::: Data provided

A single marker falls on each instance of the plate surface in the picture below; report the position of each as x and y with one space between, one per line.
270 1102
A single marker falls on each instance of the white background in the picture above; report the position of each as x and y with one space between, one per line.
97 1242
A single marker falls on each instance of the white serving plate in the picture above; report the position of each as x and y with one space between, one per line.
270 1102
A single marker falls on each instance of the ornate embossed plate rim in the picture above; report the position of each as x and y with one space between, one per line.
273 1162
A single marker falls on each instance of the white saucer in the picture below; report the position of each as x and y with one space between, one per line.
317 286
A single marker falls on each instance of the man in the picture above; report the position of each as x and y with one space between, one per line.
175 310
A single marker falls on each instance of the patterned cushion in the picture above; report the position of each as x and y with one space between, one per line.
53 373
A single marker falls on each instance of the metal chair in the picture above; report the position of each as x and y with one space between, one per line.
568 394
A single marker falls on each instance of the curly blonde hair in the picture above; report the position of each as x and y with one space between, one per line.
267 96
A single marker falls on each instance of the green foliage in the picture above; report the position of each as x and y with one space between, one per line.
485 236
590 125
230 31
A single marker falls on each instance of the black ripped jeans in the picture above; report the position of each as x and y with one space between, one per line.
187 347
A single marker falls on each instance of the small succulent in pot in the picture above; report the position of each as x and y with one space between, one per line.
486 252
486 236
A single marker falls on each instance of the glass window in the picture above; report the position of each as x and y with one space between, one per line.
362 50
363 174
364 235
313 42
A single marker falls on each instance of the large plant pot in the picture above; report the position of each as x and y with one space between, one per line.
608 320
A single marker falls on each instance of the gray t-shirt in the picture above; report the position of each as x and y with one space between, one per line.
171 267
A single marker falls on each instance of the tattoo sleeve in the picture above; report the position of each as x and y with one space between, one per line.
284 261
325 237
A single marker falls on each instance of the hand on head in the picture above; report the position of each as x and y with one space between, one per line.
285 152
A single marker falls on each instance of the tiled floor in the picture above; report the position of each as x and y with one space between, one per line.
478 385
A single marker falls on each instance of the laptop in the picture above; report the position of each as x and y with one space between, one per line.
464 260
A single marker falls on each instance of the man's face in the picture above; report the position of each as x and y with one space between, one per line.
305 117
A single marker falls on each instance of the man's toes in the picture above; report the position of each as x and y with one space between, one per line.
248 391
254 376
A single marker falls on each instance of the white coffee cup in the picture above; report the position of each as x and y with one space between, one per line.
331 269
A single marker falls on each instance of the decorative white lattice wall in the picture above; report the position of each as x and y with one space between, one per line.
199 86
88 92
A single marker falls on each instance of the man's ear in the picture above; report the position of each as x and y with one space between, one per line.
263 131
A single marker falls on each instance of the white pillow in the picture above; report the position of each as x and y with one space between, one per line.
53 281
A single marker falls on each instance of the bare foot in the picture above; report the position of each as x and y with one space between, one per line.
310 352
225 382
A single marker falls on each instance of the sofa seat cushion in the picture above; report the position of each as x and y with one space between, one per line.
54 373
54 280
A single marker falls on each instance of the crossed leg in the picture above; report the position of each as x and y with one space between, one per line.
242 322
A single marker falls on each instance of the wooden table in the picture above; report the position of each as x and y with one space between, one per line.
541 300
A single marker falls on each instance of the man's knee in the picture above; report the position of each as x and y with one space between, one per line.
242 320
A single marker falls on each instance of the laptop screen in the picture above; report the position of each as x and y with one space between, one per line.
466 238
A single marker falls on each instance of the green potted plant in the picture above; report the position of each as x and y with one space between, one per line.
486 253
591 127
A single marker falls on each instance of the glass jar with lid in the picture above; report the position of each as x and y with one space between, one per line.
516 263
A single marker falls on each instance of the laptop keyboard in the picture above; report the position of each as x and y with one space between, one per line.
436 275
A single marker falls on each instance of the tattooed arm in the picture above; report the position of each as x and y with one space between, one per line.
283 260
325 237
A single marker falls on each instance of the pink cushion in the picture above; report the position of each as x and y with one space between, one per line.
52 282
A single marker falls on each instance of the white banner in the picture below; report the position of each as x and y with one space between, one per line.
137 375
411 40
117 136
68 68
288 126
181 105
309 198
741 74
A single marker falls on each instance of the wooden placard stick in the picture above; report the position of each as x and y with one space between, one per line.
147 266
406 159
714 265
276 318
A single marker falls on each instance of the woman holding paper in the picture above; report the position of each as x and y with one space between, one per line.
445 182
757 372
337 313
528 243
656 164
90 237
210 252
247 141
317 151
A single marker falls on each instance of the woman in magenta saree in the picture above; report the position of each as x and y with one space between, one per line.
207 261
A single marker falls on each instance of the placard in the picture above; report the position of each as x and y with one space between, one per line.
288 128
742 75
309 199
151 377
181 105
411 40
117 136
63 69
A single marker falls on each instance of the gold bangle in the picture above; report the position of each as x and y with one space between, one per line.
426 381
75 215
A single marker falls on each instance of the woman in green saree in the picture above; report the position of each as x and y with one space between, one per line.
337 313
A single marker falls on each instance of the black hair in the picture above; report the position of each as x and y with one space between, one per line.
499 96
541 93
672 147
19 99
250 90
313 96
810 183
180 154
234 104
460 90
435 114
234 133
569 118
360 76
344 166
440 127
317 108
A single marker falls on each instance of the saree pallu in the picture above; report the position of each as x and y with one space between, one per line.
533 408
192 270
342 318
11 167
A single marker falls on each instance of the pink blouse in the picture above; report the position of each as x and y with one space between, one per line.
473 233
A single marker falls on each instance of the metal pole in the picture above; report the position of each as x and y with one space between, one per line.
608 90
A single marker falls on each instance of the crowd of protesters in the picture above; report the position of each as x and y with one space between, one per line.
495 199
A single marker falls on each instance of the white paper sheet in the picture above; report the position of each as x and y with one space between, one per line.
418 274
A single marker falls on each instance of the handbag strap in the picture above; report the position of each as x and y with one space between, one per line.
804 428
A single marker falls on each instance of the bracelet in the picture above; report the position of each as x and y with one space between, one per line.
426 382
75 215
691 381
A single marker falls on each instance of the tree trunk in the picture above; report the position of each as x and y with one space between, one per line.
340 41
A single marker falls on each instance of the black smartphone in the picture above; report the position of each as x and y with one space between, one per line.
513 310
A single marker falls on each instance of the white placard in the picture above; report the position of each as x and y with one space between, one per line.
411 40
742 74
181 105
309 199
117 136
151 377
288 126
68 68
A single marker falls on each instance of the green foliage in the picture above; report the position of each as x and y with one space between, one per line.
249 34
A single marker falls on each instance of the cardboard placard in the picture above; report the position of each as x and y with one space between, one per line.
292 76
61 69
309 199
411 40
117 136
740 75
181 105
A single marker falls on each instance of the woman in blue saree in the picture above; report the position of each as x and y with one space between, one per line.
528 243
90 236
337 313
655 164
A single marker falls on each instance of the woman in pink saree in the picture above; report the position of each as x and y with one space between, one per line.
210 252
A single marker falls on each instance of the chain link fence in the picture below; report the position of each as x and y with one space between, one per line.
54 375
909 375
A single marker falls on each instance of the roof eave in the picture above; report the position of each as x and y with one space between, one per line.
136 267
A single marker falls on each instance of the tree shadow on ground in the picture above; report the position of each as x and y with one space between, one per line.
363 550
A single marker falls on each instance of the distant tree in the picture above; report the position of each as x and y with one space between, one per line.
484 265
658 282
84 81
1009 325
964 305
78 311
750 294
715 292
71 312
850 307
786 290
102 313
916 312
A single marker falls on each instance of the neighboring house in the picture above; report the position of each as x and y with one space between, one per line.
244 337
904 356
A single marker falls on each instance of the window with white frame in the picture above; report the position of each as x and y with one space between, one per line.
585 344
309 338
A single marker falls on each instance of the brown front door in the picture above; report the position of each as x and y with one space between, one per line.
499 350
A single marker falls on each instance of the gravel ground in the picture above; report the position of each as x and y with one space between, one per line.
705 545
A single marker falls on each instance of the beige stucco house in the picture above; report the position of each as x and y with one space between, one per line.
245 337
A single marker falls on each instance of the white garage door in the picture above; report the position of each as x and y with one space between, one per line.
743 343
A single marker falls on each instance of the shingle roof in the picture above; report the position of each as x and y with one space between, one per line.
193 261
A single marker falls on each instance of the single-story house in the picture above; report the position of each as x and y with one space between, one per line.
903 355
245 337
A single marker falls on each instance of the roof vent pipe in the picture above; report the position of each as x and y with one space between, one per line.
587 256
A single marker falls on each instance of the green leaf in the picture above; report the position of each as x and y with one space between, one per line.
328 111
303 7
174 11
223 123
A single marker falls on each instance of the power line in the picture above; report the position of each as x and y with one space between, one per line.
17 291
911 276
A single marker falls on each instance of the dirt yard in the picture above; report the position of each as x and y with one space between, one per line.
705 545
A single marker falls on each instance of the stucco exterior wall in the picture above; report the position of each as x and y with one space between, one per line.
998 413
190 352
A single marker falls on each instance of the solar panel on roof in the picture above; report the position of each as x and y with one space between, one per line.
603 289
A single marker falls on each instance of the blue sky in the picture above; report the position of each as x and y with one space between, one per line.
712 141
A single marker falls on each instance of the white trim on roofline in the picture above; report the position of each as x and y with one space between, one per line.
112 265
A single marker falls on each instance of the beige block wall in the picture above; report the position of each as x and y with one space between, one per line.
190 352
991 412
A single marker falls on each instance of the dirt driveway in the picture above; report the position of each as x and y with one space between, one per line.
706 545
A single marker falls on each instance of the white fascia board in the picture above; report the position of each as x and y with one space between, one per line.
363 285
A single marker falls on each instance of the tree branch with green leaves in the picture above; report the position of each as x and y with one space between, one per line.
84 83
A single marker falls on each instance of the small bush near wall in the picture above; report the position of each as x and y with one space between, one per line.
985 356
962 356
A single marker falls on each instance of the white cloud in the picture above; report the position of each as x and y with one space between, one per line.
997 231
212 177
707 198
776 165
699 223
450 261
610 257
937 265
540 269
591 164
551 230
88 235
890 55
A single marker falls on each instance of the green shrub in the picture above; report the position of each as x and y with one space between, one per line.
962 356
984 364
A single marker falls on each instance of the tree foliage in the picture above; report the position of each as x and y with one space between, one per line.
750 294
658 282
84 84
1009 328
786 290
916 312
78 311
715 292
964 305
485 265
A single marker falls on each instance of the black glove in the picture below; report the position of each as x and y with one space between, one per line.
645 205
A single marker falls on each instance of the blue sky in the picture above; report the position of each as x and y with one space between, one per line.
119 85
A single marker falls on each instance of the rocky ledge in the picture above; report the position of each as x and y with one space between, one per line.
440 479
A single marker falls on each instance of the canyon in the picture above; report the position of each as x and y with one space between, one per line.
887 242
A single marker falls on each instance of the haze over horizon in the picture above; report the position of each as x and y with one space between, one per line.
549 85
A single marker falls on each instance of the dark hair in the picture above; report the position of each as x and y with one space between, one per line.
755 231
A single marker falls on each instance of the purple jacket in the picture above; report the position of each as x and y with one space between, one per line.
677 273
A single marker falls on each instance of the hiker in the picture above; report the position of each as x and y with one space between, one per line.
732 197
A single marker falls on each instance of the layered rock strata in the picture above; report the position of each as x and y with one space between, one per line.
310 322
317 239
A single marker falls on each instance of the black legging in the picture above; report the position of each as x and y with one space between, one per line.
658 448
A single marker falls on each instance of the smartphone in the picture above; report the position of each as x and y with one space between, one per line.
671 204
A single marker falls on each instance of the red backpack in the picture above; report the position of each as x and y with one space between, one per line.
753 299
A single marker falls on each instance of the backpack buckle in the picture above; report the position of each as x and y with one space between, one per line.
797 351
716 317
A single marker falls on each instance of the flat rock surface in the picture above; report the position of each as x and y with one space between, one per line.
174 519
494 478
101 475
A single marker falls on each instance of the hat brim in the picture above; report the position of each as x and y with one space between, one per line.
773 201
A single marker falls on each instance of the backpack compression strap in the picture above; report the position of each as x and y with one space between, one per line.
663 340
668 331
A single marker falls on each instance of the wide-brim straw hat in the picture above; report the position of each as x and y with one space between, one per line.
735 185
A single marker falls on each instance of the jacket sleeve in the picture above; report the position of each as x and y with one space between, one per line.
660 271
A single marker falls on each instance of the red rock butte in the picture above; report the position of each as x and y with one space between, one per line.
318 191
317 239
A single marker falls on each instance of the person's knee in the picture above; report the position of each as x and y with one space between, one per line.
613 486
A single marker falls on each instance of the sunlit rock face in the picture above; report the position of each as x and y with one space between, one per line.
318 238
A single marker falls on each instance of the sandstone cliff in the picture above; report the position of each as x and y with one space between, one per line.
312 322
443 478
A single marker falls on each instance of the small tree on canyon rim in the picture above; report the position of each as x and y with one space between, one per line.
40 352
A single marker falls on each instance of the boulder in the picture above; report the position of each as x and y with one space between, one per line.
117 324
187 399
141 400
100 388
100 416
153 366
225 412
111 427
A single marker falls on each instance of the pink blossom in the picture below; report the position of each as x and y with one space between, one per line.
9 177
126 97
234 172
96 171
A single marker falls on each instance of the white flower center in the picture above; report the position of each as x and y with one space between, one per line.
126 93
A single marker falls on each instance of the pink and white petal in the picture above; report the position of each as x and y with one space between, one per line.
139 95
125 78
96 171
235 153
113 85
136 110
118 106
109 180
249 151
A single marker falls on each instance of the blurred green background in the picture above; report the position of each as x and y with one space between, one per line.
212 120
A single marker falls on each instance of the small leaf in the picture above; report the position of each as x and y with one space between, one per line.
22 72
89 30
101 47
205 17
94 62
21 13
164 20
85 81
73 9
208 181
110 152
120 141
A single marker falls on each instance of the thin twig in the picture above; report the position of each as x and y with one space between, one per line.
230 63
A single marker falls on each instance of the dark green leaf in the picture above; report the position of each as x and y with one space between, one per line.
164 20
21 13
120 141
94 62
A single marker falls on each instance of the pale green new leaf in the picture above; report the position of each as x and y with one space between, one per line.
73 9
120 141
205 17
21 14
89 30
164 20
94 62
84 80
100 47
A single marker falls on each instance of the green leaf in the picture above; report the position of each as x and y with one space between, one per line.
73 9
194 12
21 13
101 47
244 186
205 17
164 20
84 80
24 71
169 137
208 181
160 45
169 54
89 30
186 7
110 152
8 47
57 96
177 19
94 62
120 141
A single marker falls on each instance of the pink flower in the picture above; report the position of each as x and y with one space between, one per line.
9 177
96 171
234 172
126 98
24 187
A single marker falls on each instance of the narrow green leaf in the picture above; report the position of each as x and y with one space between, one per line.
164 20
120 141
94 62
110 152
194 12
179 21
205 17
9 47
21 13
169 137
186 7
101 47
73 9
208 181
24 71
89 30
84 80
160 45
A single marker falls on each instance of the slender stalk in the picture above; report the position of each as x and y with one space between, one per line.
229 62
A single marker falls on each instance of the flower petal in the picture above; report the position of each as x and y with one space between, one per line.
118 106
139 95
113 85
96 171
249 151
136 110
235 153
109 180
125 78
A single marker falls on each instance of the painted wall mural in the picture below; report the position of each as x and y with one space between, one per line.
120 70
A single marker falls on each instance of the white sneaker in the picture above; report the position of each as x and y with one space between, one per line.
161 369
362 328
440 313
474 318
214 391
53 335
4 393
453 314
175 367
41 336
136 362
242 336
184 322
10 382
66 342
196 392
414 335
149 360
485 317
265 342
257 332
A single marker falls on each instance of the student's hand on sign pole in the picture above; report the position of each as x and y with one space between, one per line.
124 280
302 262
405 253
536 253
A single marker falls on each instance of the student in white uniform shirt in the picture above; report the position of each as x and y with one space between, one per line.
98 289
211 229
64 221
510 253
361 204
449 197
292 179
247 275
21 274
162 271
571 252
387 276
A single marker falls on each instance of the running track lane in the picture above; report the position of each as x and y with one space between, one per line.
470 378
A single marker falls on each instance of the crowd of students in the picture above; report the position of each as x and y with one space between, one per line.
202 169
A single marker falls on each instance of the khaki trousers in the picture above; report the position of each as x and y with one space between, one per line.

::::::

Copy exactly the line containing "A single marker falls on each instance of the student in" and every line after it, ending with the last line of the records above.

A single marker falls on each instance of the student in white uniform shirt in the picture above; report the position of each as x and y with one space between, one per line.
98 289
211 229
64 221
510 253
361 204
449 197
292 179
247 275
21 274
162 271
571 252
387 276
A single marker falls on each instance of the running track lane in the picture above; report the position of each as x and y with one space between, one per line.
470 378
A single marker falls on each instance of the crowd of students in the picture above; report the position of each as x and y with one space between, one per line.
202 169
A single marker falls on each instance of the khaki trousers in the picture above; report the position of each as x and y with one space between, one per line.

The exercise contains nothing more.